**Instructions for the task:**
Each record that follows is to be reproduced verbatim.
##### Data to process #####
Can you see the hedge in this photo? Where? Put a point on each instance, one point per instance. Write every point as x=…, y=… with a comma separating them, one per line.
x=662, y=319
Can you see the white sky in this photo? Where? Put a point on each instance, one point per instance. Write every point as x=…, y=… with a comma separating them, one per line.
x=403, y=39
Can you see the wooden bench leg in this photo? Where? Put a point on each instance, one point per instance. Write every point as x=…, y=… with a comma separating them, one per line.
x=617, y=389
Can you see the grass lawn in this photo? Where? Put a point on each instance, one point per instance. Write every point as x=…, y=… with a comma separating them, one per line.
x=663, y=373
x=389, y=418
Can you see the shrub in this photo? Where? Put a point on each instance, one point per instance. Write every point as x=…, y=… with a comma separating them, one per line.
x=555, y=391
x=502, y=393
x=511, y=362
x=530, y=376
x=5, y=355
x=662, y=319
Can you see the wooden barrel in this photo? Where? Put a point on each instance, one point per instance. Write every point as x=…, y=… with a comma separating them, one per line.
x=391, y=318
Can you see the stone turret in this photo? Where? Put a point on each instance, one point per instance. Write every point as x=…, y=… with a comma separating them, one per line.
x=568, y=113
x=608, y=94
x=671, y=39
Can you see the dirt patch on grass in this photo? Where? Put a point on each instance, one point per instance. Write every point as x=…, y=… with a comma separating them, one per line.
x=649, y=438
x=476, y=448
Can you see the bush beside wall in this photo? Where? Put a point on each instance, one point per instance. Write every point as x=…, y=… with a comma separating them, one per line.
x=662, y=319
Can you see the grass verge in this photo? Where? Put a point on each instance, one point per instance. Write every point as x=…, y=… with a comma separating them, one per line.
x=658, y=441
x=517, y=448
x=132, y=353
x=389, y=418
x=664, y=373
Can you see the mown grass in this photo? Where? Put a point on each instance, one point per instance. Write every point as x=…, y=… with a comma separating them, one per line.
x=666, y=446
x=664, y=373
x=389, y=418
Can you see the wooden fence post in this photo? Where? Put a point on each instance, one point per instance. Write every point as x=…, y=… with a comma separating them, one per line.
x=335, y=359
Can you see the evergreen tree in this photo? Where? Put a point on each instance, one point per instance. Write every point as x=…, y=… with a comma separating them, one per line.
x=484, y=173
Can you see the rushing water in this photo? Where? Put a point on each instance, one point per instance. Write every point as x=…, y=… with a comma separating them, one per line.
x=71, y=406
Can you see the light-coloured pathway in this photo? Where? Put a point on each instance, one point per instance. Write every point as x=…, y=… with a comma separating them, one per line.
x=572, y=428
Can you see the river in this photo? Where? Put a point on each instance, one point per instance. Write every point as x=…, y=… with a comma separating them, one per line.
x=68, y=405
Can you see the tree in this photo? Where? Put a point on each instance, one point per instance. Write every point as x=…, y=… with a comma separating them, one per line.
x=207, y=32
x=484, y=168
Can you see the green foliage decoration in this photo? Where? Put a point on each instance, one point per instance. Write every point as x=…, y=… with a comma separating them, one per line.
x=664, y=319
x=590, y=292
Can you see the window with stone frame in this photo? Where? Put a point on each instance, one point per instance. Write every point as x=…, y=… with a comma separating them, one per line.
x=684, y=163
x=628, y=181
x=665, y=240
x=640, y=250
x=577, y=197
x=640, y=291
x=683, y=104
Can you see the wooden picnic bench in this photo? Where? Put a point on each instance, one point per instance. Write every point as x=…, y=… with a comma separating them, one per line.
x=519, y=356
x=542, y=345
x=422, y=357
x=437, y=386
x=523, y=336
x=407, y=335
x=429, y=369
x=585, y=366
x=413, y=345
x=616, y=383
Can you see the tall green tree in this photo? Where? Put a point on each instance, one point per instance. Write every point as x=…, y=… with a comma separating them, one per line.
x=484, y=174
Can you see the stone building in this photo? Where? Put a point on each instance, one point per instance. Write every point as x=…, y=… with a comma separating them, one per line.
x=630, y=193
#####
**Your response:**
Can you see the hedge in this photo? Where? Put a point on each instance, one point per instance. Write every point as x=…, y=… with a comma separating them, one per line.
x=662, y=319
Can you see the white sky in this photo? Where? Put a point on each instance, one point per instance. Write every point as x=…, y=… with a comma separating them, one per line.
x=403, y=39
Can you see the wooden bench leg in this photo? Where? Put a point on each instance, one point per instance. Write every point as x=…, y=… with a comma separating them, one per line.
x=617, y=389
Can you see the grass lawn in this photo? Where? Put a point on each instance, one point per instance. Write every point as x=…, y=… with a comma separating them, one per line.
x=663, y=373
x=389, y=418
Can you see the shrub in this photo? Where? Put a point on each instance, one point per instance. Write every point as x=…, y=… with a comma separating them, one per line.
x=555, y=391
x=502, y=393
x=511, y=362
x=530, y=376
x=5, y=355
x=662, y=319
Can you see the wooden barrel in this photo? Where? Put a point on each instance, one point per instance. Write every point as x=…, y=… with a comma separating them, one per line.
x=391, y=318
Can you see the stone turret in this photo? Where? Put a point on each instance, one point per instance. Write every point as x=…, y=… with a comma separating them, one per line.
x=568, y=113
x=608, y=94
x=671, y=39
Can you see the dirt patch on grass in this photo? Where? Put a point on each instance, one point per instance. Write every point as x=…, y=… with a comma separating them, one per line.
x=649, y=438
x=476, y=448
Can you see the bush beside wall in this photo? Where? Put a point on each instance, one point per instance. Write every point as x=…, y=… with a comma separating them, one per line.
x=662, y=319
Can you see the grass verge in this photo? Where? Put a point on each instance, one point per instance. Write every point as x=…, y=… with a comma separating them, one per line.
x=658, y=441
x=517, y=448
x=132, y=353
x=389, y=418
x=664, y=373
Can you see the mown grass in this photo? Where? Put a point on each instance, one point per instance. Write every point as x=…, y=… with a comma separating them, one per line.
x=666, y=446
x=664, y=373
x=389, y=418
Can you see the wooden fence post in this photo? Where? Put a point on each instance, one point per instance. Write every point as x=…, y=… with a comma separating them, one per line.
x=335, y=359
Can you see the evergreen tree in this photo? Where? Put a point on each instance, one point per instance. Write every point as x=…, y=… with a comma separating them, one per line.
x=484, y=173
Can you see the rushing water in this photo? Where? Put a point on each instance, one point per instance. Write every point as x=…, y=… with a comma separating them, one per line.
x=71, y=406
Can you see the light-coloured pathway in this photo? Where? Put a point on each instance, one point per instance. Write every point as x=…, y=… with a comma separating them, one per line.
x=572, y=428
Can you see the river in this photo? Where? Put a point on each instance, one point per instance. Write every point as x=…, y=… with a comma separating them, one per line.
x=68, y=405
Can you see the tree in this photo? Where? Put a point on each instance, one point per instance. Write every point as x=…, y=… with a comma separating them, one per line.
x=207, y=32
x=484, y=168
Can you see the green foliage decoration in this photo? Where? Put a point on each instance, one point per instance. Write every point as x=…, y=… with a comma separating them, one per line.
x=664, y=319
x=590, y=292
Can you see the window with stone frame in this photo? Where? Put a point on each instance, one point per instance. Write every point as x=…, y=… with a comma separating them, one per line.
x=684, y=163
x=628, y=181
x=665, y=240
x=640, y=250
x=577, y=197
x=640, y=291
x=683, y=104
Can you see the wooden picnic bench in this photo? Where? Put a point on each instance, one point per instance. Write every point as x=…, y=… with a comma separating them, one per line.
x=519, y=356
x=542, y=345
x=422, y=357
x=437, y=386
x=523, y=336
x=407, y=335
x=429, y=369
x=585, y=366
x=413, y=345
x=616, y=383
Can you see the tall green tree in this photo? Where? Put a point on each instance, one point per instance. Write every point as x=…, y=… with a comma separating them, one per line.
x=484, y=174
Can you see the stone building in this photo? Where? Put a point on each instance, one point per instance. Write every point as x=…, y=… with a comma separating them, one per line.
x=630, y=193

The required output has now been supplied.